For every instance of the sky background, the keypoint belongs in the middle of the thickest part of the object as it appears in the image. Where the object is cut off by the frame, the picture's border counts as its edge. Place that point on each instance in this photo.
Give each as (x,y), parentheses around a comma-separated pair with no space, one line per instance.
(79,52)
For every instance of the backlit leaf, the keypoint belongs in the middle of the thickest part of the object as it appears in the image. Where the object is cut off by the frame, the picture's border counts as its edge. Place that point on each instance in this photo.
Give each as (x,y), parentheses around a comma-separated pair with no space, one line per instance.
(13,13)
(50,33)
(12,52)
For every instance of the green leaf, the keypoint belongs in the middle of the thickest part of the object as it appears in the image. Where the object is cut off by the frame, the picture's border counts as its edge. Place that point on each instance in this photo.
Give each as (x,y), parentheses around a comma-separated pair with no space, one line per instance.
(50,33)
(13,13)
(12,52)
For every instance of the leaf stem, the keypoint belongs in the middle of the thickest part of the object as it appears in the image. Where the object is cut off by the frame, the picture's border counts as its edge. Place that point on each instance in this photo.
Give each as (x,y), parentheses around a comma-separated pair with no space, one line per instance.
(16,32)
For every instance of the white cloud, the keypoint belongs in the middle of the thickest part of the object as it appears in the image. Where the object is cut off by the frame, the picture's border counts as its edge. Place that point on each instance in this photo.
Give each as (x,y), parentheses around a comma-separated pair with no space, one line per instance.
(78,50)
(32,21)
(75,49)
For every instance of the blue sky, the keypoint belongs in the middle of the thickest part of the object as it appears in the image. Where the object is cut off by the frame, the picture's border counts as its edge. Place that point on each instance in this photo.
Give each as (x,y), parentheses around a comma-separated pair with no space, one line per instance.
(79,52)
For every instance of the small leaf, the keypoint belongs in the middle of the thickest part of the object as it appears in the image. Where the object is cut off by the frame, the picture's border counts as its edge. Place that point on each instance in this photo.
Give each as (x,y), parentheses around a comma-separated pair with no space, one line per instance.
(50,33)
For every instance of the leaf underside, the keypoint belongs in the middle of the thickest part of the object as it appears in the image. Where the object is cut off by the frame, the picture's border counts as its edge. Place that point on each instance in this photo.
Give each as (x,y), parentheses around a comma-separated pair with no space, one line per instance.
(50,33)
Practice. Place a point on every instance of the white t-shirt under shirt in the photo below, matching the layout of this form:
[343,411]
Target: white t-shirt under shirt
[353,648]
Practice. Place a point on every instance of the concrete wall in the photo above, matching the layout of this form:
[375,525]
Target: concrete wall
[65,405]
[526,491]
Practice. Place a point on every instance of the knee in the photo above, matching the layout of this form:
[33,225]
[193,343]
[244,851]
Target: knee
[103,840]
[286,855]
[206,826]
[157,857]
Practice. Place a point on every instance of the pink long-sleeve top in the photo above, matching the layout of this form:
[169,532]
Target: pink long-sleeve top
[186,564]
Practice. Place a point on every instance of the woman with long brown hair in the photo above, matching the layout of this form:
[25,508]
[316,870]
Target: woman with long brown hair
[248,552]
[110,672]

☆ ☆ ☆ ☆

- EXERCISE BRIEF -
Reproduce all of the records exactly.

- FULL ANSWER -
For every instance of the sky background, the keypoint belongs in the middle of the thickest part of the object as it appears in the image. Where the object is cut off by the frame, the picture's border counts as its edge. Place that point on each instance in this photo.
Give each as (x,y), parentheses around a comma-separated pair with no space, one line per instance.
(79,52)
For every instance of the backlit leaf, the keypoint belongs in the middle of the thickest part of the object as it appears in the image. Where the object is cut off by the frame, the picture's border counts as its edge. Place that point on each instance in this photo.
Give each as (x,y), parentheses around a comma-separated pair with no space, one line per instance.
(13,13)
(50,33)
(12,52)
For every instance of the green leaf, the keypoint belongs in the middle of the thickest part of the object as it appears in the image. Where the object is cut off by the frame, the picture's border counts as its edge. Place that point on each instance in this photo.
Give each as (x,y), parentheses around a comma-separated pair with no space, one line per instance.
(50,33)
(13,13)
(12,52)
For every instance of the leaf stem, the keypoint belongs in the middle of the thickest part of the object as it appears in the image. Where the object is cut off by the frame, the picture's border counts as its edge. Place that point on each instance in this photo.
Give each as (x,y), parentheses around a comma-separated pair with no space, one line per instance.
(16,32)
For every instance of the white cloud, the keypoint belongs in the middle of the thickest part of the object as it appears in the image. Where the object is cut off by the frame, the picture's border counts as its edge. Place that point on each instance in this photo.
Give each as (x,y), parentheses around a comma-separated pair with no space, one line per instance.
(78,50)
(32,21)
(75,49)
For every instance of the blue sky, the keypoint belongs in the middle of the thickest part of the object as it appears in the image. Where the object is cut off by the frame, the picture's border counts as its edge. Place that point on each instance in this photo.
Give each as (x,y), parentheses around a comma-separated pair with no space, one line per instance.
(79,52)
For every instance of the small leaf, the keypoint belongs in the middle of the thickest part of the object as it appears in the image. Where the object is cut off by the frame, the picture's border counts as its edge. Place that point on each instance in this photo.
Give each as (x,y), parentheses around a comma-separated pair with no space, one line per instance.
(50,33)
For every instance of the leaf underside, the keypoint belongs in the middle of the thickest part of the object as it appears in the image. Where the object is cut off by the frame, the picture's border counts as its edge. Place that point on each instance in this photo.
Give each as (x,y), parentheses around a comma-separated pair with no space, one line per instance.
(50,33)
Practice. Place a point on every instance of the white t-shirt under shirt in the photo below, matching the layout of this form:
[343,411]
Target: white t-shirt under shirt
[353,648]
Practice. Place a point on every instance of the concrete wall in the photo above, matching the layout of this form:
[375,525]
Target: concrete wall
[65,405]
[526,491]
Practice. Place a point on every instance of the knee in the photo above, matching the layout of this form:
[33,225]
[193,343]
[244,851]
Target: knee
[103,840]
[286,855]
[206,826]
[157,857]
Practice. Place a point on every instance of the pink long-sleeve top in the photo above, matching the layout of this form:
[169,532]
Target: pink long-sleeve top
[186,564]
Practice. Place a point on every instance of the woman with long brown hair in the photo above, matching the layout of this form:
[25,508]
[316,870]
Target: woman with long brown hair
[248,552]
[110,672]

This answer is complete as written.